--- EXERCISE MATERIALS Enclosed Below ---

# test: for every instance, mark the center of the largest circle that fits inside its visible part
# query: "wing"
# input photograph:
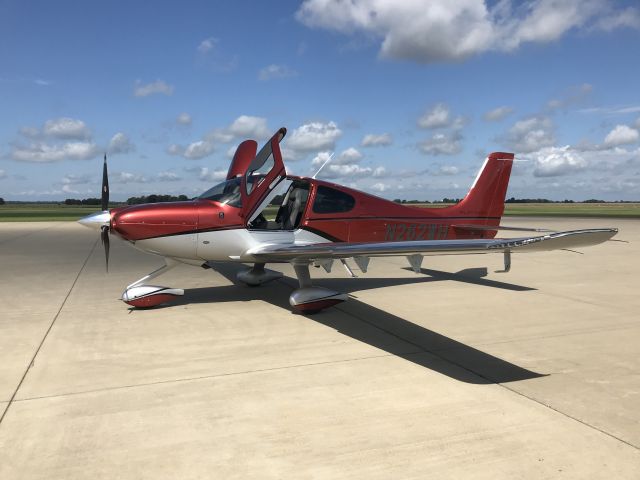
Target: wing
(309, 252)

--- End of Enclosed EXERCISE MATERIALS ---

TASK PROMPT ->
Transcribe the records above exactly, leaving out every picture.

RESPONSE TO THIS TASK ->
# test: for every instance, mark the center of the largest circle that fits inside its visible part
# query: "wing"
# input photograph:
Target: wing
(309, 252)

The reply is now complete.